MSch hat es einmal für eine meiner Runden sehr schön auf den Punkt gebracht:

Zitat
    „Der Erzählonkel-Teil ist in unserer momentanen Runde dazu da den Entscheidungen und Proben, Kämpfen und dem Rumgewürfele ein Kontext und vor allem Relevanz zu geben.“


Ich liebe dieses Zitat, denn es bringt eigentlich meine komplette Weltanschauung zur Geltung.


    Warum?


Ich bin ja bekanntermaßen nicht nur ein echtes Großmaul, sondern auch ein echter Egoist, also sehe ich beim Leiten von Rollenspielen zu, dass ich meinen Spaß habe. Diesen Spaß ziehe ich beim Leiten aus 5 Faktoren:


1.    Spaß am Spiel meiner SLC
2.    Spaß am Würfeln meiner SLC
3.    Spaß am Entwerfen von Strategien
4.    Spaß zu sehen wie meine Spieler auf die verschiedenen Situationen reagieren
5.    Spaß dabei zu sehen, wie aus einer Ausgangssituation und ein paar SLC eine Geschichte wird.



Natürlich spielt auch das soziale Umfeld eine große Rolle. Zumindest eine viel größere als ich mir lange Zeit selber eingestehen wollte. Aber das möchte ich an dieser Stelle einmal bewusst ausklammern.


Bei den Sachen die mir Spaß machen benötigt es natürlich ein Mittel um diese Vorlieben im Spiel umsetzen zu können und dieses Mittel ist die Geschichte.


    Geschichte? Ab er Jörg sagt doch sonst immer das jemand der Geschichten erzählen will ein Buch schreiben soll!!


Richtig! Denn die Geschichte die ich meine ist eine Interaktive und keine die von mir erzählt wird. Sie wird von mir im Groben vorgegeben und entwickelt sich dann entsprechende der Entscheidungen oder Planungen der Spieler und dem Glück oder Pech beim Umsetzen der Pläne und Entscheidungen.


Ich schaffe also die Voraussetzungen, dass meine Spieler ihre Charaktere spielen können und man viel Würfeln kann. Das Drama in der Geschichte füge ich ein, weil ich Drama mag und es mir die Möglichkeit zum intensiveren Spiel gibt. Außerdem ist Drama ein guter Motivator für Kämpfe, denn es geht auf einmal nicht nur um Sieg oder Niederlage, es kommen noch persönliche Motivationen dazu.

### [Übungsaufgabe 1]
Suche in den Einträgen jede Zeile heraus, die das Wort „calf“ enthält, und gib diese Zeilen unverändert wieder.
### [Übungsaufgabe 2]
Schreib den Text über das Leiten von Rollenspielen im Anschluss an seinen letzten Satz weiter.
Der Text und die Einträge sind voneinander unabhängiges Material.

Einträge zum Zeigen und Beschriften:
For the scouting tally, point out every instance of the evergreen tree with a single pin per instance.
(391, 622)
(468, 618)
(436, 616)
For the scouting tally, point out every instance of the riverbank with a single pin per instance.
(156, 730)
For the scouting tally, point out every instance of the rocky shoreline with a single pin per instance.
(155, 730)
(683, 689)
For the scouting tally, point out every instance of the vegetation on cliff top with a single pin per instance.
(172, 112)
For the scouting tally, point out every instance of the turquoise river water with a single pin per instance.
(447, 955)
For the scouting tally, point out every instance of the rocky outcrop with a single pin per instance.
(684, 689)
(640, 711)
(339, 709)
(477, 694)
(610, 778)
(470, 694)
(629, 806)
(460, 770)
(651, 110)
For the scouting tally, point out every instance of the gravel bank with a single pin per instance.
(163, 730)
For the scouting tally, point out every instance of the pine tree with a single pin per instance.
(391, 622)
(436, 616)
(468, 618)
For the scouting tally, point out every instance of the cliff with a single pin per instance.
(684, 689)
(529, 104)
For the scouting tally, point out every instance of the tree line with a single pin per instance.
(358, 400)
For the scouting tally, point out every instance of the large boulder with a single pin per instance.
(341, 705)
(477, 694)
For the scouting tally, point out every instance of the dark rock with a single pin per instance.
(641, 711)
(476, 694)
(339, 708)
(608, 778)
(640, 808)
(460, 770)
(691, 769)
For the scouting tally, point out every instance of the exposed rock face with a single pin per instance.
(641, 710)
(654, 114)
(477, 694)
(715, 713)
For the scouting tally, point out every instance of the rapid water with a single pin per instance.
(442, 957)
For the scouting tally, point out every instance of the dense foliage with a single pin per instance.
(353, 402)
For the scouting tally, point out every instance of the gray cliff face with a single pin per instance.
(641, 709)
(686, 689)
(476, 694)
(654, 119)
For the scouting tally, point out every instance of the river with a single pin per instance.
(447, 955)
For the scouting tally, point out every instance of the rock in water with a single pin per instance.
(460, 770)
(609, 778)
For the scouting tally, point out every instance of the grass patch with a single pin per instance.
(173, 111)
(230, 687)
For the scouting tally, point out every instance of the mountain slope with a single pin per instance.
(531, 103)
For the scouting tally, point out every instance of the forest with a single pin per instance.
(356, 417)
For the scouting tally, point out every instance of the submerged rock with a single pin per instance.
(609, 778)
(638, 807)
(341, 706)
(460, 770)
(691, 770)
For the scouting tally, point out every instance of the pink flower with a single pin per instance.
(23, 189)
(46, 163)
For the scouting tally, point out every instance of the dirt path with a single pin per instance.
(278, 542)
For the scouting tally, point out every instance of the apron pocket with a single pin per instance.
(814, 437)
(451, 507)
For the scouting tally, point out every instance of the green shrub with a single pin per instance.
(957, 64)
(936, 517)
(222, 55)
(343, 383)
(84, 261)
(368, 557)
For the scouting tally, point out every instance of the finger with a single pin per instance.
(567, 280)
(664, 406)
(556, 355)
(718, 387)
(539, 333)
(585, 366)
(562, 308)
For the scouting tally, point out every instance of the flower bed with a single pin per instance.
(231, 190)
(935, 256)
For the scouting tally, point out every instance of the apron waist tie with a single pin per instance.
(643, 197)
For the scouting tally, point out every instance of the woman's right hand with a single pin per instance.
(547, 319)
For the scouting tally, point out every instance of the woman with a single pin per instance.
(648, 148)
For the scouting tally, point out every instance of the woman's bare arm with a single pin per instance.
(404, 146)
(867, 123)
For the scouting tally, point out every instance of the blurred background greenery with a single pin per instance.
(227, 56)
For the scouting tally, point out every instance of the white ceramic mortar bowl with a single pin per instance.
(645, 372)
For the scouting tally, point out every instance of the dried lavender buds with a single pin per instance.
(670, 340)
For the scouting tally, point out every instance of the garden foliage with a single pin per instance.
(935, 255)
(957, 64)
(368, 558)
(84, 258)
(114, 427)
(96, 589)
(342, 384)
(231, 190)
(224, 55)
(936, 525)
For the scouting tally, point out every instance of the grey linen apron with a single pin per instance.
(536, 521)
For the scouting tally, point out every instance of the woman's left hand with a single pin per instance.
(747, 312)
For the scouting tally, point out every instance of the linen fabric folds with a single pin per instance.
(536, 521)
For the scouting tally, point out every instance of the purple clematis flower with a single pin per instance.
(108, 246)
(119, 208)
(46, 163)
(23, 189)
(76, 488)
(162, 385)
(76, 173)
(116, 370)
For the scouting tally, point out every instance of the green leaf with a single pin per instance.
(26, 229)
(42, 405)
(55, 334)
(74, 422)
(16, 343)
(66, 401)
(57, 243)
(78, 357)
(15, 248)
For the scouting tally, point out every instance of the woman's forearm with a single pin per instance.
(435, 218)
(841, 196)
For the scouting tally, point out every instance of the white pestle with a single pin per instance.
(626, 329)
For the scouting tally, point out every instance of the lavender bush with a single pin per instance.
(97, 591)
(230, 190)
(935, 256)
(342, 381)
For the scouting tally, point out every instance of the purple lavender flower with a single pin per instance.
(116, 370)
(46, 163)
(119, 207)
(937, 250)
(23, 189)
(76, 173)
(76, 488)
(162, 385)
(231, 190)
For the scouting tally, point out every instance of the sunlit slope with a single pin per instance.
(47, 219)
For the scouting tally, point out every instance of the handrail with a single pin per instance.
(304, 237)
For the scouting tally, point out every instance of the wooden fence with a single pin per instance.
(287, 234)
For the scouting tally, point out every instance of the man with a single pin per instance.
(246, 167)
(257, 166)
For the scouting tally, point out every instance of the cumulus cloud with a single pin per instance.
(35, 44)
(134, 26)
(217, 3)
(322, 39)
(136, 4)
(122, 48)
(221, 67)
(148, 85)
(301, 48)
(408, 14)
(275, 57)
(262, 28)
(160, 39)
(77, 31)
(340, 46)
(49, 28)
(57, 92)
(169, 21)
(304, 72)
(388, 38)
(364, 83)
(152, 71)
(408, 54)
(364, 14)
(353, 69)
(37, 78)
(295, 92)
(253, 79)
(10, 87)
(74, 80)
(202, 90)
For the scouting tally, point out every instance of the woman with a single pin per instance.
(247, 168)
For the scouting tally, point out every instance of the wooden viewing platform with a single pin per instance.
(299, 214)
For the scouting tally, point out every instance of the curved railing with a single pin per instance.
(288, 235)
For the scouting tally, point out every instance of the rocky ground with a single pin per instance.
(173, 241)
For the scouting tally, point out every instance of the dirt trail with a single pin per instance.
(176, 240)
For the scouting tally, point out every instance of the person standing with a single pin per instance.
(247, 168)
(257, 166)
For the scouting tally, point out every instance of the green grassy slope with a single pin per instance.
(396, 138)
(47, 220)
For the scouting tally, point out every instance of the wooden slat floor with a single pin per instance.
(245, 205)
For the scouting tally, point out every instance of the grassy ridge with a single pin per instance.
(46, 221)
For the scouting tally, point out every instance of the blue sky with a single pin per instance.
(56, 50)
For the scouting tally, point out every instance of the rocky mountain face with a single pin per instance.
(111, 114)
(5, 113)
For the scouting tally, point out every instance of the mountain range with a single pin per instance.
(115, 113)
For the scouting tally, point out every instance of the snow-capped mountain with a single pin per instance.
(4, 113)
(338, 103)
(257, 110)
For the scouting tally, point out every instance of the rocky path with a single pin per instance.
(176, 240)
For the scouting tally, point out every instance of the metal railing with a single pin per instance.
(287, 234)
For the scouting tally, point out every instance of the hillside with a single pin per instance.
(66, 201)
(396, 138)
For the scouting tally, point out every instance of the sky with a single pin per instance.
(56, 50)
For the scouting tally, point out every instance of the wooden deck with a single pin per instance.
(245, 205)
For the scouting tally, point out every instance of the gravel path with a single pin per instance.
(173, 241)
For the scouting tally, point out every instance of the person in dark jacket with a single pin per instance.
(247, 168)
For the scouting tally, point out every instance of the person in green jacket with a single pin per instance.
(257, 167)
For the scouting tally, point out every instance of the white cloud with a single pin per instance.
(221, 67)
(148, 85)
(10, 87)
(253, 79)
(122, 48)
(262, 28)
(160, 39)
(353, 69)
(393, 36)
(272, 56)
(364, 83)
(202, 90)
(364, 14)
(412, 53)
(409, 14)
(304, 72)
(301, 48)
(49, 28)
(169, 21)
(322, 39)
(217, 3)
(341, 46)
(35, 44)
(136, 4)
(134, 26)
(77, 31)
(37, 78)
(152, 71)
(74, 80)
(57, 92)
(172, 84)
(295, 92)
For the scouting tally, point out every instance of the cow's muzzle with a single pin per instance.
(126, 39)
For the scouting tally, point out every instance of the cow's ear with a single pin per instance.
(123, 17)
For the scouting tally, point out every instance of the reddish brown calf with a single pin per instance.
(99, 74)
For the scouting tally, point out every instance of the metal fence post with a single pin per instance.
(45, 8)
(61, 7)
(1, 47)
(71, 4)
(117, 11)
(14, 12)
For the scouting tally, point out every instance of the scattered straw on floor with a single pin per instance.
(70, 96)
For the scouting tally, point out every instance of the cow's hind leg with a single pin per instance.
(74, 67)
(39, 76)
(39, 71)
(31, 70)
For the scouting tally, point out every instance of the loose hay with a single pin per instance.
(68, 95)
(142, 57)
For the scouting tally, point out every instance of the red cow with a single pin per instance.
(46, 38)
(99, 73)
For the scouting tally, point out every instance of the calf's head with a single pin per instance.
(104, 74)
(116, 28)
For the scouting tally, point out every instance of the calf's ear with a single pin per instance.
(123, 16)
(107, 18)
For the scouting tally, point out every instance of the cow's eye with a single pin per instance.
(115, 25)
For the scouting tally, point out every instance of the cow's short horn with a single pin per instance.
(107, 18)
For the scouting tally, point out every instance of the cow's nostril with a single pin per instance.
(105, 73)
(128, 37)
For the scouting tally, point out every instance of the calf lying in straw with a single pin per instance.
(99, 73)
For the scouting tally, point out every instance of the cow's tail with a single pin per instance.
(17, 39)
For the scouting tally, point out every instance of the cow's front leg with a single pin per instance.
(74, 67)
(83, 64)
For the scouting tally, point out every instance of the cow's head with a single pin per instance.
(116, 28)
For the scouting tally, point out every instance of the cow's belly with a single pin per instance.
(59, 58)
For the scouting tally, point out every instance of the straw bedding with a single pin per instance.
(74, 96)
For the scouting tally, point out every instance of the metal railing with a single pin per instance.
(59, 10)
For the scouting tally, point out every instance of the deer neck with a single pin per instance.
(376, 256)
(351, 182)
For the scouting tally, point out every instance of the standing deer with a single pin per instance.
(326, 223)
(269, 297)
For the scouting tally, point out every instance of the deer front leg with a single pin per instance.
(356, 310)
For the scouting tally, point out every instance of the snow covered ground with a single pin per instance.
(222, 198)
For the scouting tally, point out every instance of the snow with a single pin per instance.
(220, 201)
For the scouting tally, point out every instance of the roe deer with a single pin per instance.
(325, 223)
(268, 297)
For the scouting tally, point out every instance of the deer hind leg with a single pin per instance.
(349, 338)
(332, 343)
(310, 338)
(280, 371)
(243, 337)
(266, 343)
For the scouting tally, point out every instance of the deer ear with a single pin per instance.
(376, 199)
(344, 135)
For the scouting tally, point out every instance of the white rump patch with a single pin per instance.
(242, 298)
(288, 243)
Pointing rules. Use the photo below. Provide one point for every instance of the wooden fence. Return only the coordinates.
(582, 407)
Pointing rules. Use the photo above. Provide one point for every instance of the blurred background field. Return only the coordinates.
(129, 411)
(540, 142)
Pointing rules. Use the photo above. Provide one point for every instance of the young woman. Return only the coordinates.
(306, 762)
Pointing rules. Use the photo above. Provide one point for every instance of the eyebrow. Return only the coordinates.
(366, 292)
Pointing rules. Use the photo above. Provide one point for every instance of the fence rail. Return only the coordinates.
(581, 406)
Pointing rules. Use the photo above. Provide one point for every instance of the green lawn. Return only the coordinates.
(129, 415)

### [Ergebnis 1]
For the scouting tally, point out every instance of the reddish brown calf with a single pin per instance.
For the scouting tally, point out every instance of the calf's head with a single pin per instance.
For the scouting tally, point out every instance of the calf's ear with a single pin per instance.
For the scouting tally, point out every instance of the calf lying in straw with a single pin per instance.

### [Ergebnis 2]
Das Drama und die Grundhandlung sorgen also dafür, dass die Würfe die im Spiel gemacht werden eine Relevanz haben und in einem Kontext stehen. Die Spieler und ihre Charaktere agieren nicht in einem luftleeren Raum und machen etwas, weil es das Konzept des Charakters so will oder es gut für die Gruppe ist. Sie haben eine persönliche Motivation bestimmte Sachen zu Regeln oder besser gesagt sie sind verflucht motiviert ihre Anliegen zu klären. Das kommt vielleicht in meinen Diarys nie so rüber, weil da halt nur erzählt wird, was passiert ist und nicht wie viel gewürfelt wurde.


Aber halte es da ein wenig mit Oscar Wilde, der mal sagte: Wo keine Übertreibung ist, da ist auch keine Liebe und wo keine Liebe ist, da ist auch kein Vertrauen.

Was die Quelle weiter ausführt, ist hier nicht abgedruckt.